╭─ Passage shown

However, their trademark for ready to wear and couture clothing, handbags, wallets, sunglasses, watches, shoes, jewellery, and associated accessories, in classes 14,18, and 25 were revoked from 1 February 2008 for all other goods for which it is registered. The UK intellectual property office deemed that the evidence put forward by Gucci's in-house legal counsel team was insufficient and of fell way short of showing genuine use. It was held that the sales figures for these classes of goods were too vague to amount to proof of genuine use - the Hearing Officer in the case stated that "genuine use cannot be proven by probabilities and suppositions but must be demonstrated by solid and objective evidence".  He went on to state that "[Gucci] makes broad claims without also referring to specifics." And importantly that "Evidence of the fame of the proprietor of a mark is no evidence of use of a mark owned by that party". Meaning that the Italian brand no longer owns a trademark for those categories of goods.

╰─

* Task directions
Write the next few sentences of the passage on Gucci's revoked UK trademark, starting right after its final sentence. The records that come next are unrelated to this passage on Gucci's UK trademark.

╭─ Data records

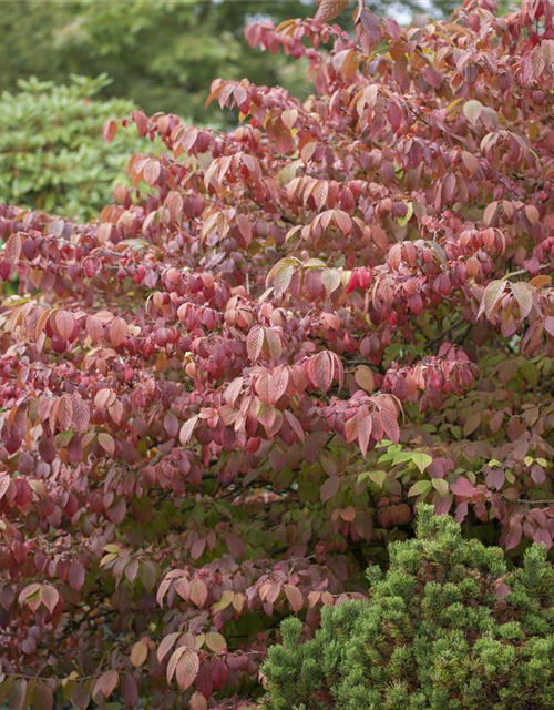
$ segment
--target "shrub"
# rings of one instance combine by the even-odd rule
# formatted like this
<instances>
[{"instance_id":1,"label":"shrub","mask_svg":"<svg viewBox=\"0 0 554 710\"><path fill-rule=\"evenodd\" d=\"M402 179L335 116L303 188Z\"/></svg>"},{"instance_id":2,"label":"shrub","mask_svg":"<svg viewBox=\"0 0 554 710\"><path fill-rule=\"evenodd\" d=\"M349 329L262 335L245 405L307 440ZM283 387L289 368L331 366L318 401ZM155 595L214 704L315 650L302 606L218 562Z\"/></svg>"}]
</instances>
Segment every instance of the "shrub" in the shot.
<instances>
[{"instance_id":1,"label":"shrub","mask_svg":"<svg viewBox=\"0 0 554 710\"><path fill-rule=\"evenodd\" d=\"M310 62L305 102L216 81L239 128L134 112L166 153L99 222L1 210L16 700L255 699L279 621L363 596L421 500L552 542L550 4L356 39L343 4L247 30Z\"/></svg>"},{"instance_id":2,"label":"shrub","mask_svg":"<svg viewBox=\"0 0 554 710\"><path fill-rule=\"evenodd\" d=\"M418 513L418 538L391 542L368 572L369 600L283 622L264 667L267 710L547 710L554 704L554 569L544 546L506 575L500 548ZM499 595L499 590L501 594ZM507 594L507 596L505 596ZM500 597L500 599L499 599Z\"/></svg>"},{"instance_id":3,"label":"shrub","mask_svg":"<svg viewBox=\"0 0 554 710\"><path fill-rule=\"evenodd\" d=\"M127 115L130 101L100 101L110 81L73 77L68 85L30 79L0 100L0 194L7 202L89 219L110 201L116 179L142 141L127 134L107 146L102 128Z\"/></svg>"}]
</instances>

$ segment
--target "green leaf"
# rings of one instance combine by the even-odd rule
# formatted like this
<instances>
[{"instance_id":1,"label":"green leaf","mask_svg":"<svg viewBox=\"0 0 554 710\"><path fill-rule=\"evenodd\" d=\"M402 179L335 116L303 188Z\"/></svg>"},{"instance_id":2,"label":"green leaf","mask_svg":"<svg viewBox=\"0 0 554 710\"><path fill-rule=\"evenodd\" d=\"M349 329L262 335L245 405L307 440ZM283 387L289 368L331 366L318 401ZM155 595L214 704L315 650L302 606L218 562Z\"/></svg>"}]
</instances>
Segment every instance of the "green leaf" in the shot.
<instances>
[{"instance_id":1,"label":"green leaf","mask_svg":"<svg viewBox=\"0 0 554 710\"><path fill-rule=\"evenodd\" d=\"M440 493L441 496L445 496L449 491L448 481L444 478L433 478L433 488Z\"/></svg>"},{"instance_id":2,"label":"green leaf","mask_svg":"<svg viewBox=\"0 0 554 710\"><path fill-rule=\"evenodd\" d=\"M413 203L412 202L408 202L407 203L407 207L408 207L408 212L404 214L403 217L398 217L397 222L400 226L406 226L408 224L408 222L412 219L413 215Z\"/></svg>"}]
</instances>

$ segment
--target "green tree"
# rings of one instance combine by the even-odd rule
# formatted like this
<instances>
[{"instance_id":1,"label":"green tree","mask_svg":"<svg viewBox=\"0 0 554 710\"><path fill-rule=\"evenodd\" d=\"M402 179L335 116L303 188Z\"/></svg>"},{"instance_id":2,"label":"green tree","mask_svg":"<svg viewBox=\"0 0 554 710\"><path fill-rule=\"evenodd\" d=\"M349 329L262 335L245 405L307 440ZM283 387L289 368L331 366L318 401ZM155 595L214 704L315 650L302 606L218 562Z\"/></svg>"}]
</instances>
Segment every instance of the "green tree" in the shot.
<instances>
[{"instance_id":1,"label":"green tree","mask_svg":"<svg viewBox=\"0 0 554 710\"><path fill-rule=\"evenodd\" d=\"M102 126L134 109L122 99L101 101L110 83L72 77L68 85L30 79L0 101L0 194L25 205L72 219L98 213L111 197L130 151L144 141L120 132L106 145ZM150 144L148 144L150 145Z\"/></svg>"},{"instance_id":2,"label":"green tree","mask_svg":"<svg viewBox=\"0 0 554 710\"><path fill-rule=\"evenodd\" d=\"M356 4L351 2L352 7ZM386 0L368 0L377 11ZM398 8L448 13L454 0L402 0ZM315 0L3 0L0 13L0 89L35 75L66 81L68 73L113 82L104 97L126 97L146 112L174 112L203 122L206 87L216 77L281 84L301 93L300 67L247 51L244 27L254 18L275 22L315 13ZM349 18L343 21L348 24Z\"/></svg>"}]
</instances>

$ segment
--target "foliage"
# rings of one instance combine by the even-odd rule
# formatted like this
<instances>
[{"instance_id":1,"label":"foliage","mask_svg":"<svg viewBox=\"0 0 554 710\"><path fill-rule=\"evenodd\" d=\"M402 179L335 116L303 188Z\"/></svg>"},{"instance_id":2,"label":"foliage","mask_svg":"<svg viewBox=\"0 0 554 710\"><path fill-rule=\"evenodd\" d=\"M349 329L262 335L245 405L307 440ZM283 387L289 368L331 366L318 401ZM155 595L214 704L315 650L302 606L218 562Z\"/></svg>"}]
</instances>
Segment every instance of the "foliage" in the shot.
<instances>
[{"instance_id":1,"label":"foliage","mask_svg":"<svg viewBox=\"0 0 554 710\"><path fill-rule=\"evenodd\" d=\"M421 500L551 546L552 12L491 8L249 27L315 95L215 82L242 125L134 112L166 154L99 223L2 209L12 707L37 677L78 708L255 693L279 621L359 598Z\"/></svg>"},{"instance_id":2,"label":"foliage","mask_svg":"<svg viewBox=\"0 0 554 710\"><path fill-rule=\"evenodd\" d=\"M420 2L400 4L418 8ZM429 8L448 12L453 4L435 0ZM13 90L21 77L64 83L68 71L107 72L113 82L103 97L126 97L148 112L209 123L219 116L206 113L203 104L216 77L247 75L304 94L304 68L291 71L279 58L247 52L243 31L253 16L279 22L310 14L312 6L312 0L4 0L0 89ZM388 2L373 0L371 7L386 10Z\"/></svg>"},{"instance_id":3,"label":"foliage","mask_svg":"<svg viewBox=\"0 0 554 710\"><path fill-rule=\"evenodd\" d=\"M264 667L267 710L547 710L554 703L554 569L530 548L506 575L500 548L464 541L431 506L418 539L392 542L370 568L369 601L283 622Z\"/></svg>"},{"instance_id":4,"label":"foliage","mask_svg":"<svg viewBox=\"0 0 554 710\"><path fill-rule=\"evenodd\" d=\"M66 87L35 79L19 82L0 101L0 193L14 204L89 219L110 200L130 151L140 141L102 138L109 119L129 114L129 101L94 95L105 77L73 77Z\"/></svg>"}]
</instances>

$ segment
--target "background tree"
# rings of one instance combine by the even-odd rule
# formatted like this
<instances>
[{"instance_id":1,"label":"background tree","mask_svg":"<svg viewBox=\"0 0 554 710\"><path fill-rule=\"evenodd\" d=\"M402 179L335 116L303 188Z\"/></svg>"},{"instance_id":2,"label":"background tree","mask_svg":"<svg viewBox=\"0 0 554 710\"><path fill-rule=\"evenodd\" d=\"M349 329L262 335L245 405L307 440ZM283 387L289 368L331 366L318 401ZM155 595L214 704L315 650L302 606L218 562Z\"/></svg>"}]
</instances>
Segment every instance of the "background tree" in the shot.
<instances>
[{"instance_id":1,"label":"background tree","mask_svg":"<svg viewBox=\"0 0 554 710\"><path fill-rule=\"evenodd\" d=\"M378 11L390 7L379 0L369 4ZM453 4L402 1L398 7L441 13ZM220 120L216 111L203 109L205 88L216 77L247 75L257 84L305 93L302 69L247 51L244 28L256 17L280 22L312 12L311 0L6 0L0 89L13 90L19 79L31 75L64 83L69 73L105 72L113 81L103 97L125 97L150 113Z\"/></svg>"},{"instance_id":2,"label":"background tree","mask_svg":"<svg viewBox=\"0 0 554 710\"><path fill-rule=\"evenodd\" d=\"M133 112L98 221L0 207L12 709L256 699L280 620L363 597L421 501L552 548L553 8L341 6L246 30L309 97L216 81L238 128Z\"/></svg>"}]
</instances>

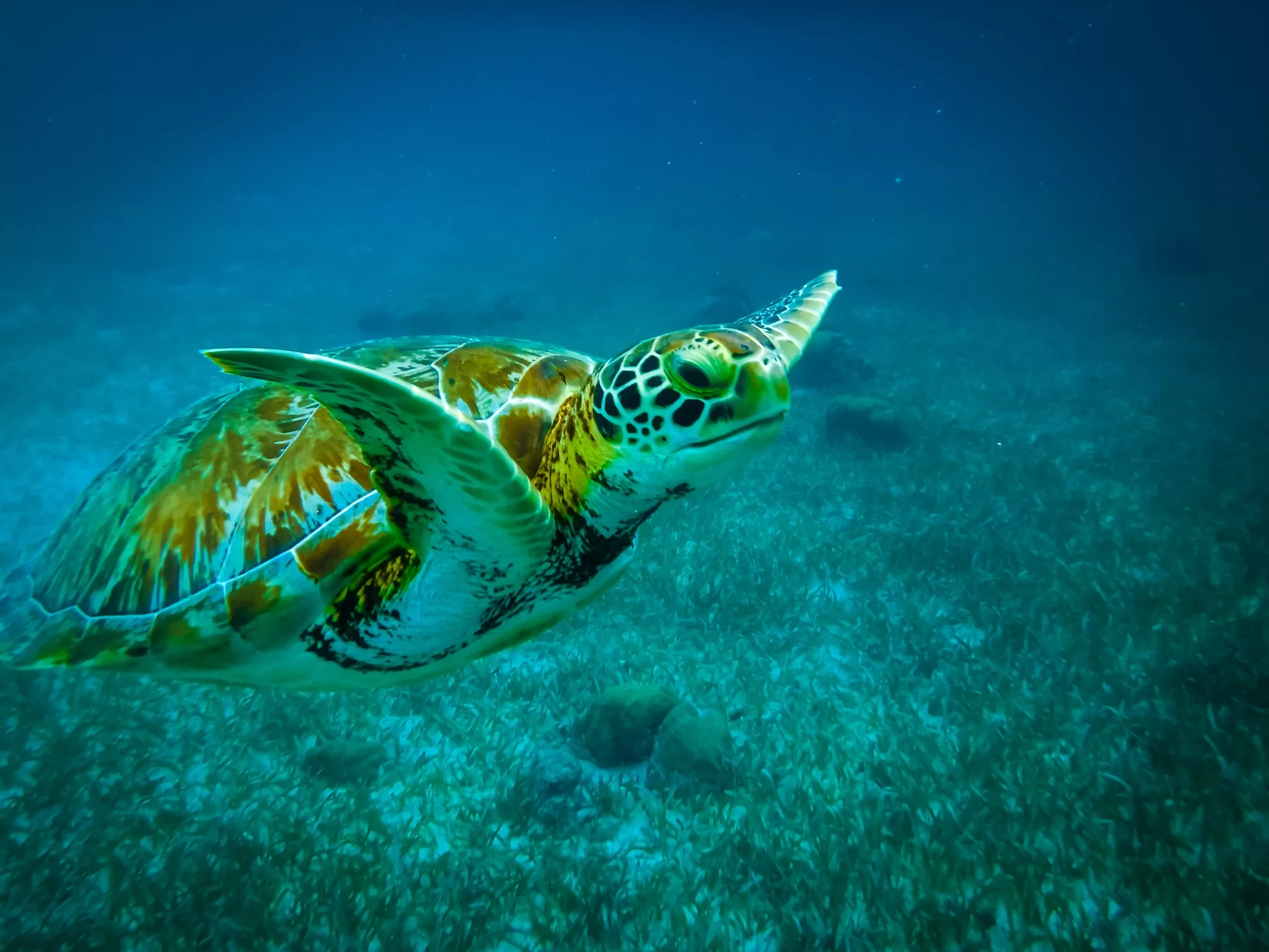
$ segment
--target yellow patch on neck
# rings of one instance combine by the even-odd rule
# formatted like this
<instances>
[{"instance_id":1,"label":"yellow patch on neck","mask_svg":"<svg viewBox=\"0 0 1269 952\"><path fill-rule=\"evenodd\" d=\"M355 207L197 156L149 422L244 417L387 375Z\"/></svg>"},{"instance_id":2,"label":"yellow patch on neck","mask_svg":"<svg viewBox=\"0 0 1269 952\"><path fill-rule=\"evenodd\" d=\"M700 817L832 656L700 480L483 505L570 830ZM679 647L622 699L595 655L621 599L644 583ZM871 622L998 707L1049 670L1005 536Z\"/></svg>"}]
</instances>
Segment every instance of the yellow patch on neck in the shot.
<instances>
[{"instance_id":1,"label":"yellow patch on neck","mask_svg":"<svg viewBox=\"0 0 1269 952\"><path fill-rule=\"evenodd\" d=\"M590 386L582 387L560 405L533 479L556 519L572 519L581 512L593 477L617 456L613 444L595 429L590 392Z\"/></svg>"}]
</instances>

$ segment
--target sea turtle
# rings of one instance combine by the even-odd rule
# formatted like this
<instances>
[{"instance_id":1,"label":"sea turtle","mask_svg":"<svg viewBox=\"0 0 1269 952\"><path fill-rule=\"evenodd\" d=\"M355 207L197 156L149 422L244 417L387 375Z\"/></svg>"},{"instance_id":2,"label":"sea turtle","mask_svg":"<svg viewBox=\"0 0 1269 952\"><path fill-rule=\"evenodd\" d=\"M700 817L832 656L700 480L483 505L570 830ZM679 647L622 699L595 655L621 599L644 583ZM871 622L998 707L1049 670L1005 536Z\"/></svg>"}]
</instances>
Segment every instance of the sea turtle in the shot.
<instances>
[{"instance_id":1,"label":"sea turtle","mask_svg":"<svg viewBox=\"0 0 1269 952\"><path fill-rule=\"evenodd\" d=\"M10 572L0 652L302 689L448 673L577 611L770 443L829 272L607 362L520 340L207 350L253 382L126 451Z\"/></svg>"}]
</instances>

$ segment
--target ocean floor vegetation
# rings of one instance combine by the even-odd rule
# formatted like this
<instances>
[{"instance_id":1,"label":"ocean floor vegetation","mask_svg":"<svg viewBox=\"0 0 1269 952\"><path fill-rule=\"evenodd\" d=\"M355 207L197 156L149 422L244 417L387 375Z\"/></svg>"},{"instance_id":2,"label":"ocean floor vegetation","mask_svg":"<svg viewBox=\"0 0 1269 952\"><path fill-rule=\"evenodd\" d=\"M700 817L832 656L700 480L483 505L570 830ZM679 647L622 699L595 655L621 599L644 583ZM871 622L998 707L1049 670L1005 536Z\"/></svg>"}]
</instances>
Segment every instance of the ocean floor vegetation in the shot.
<instances>
[{"instance_id":1,"label":"ocean floor vegetation","mask_svg":"<svg viewBox=\"0 0 1269 952\"><path fill-rule=\"evenodd\" d=\"M920 438L801 393L520 649L365 694L0 671L0 947L1269 946L1265 393L839 307ZM216 385L166 334L0 357L8 561Z\"/></svg>"}]
</instances>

╰─

* Solved exercise
This is a shocking news for such a well-known luxury fashion brand. Despite Gucci's global reputation, the message is clear use it (your mark) or you will lose it, this case highlights that Well known brand owners cannot rely on the security of their prestigious reputation in the market place alone, even well-known luxury brand owners are required to keep clear records and should be meticulous about documenting all commercial use of your mark as evidence along the way. This can include examples of advertising and marketing, product packaging etc. As this case shows, records need to be kept of how these were used, when they were used and in which territory they were used.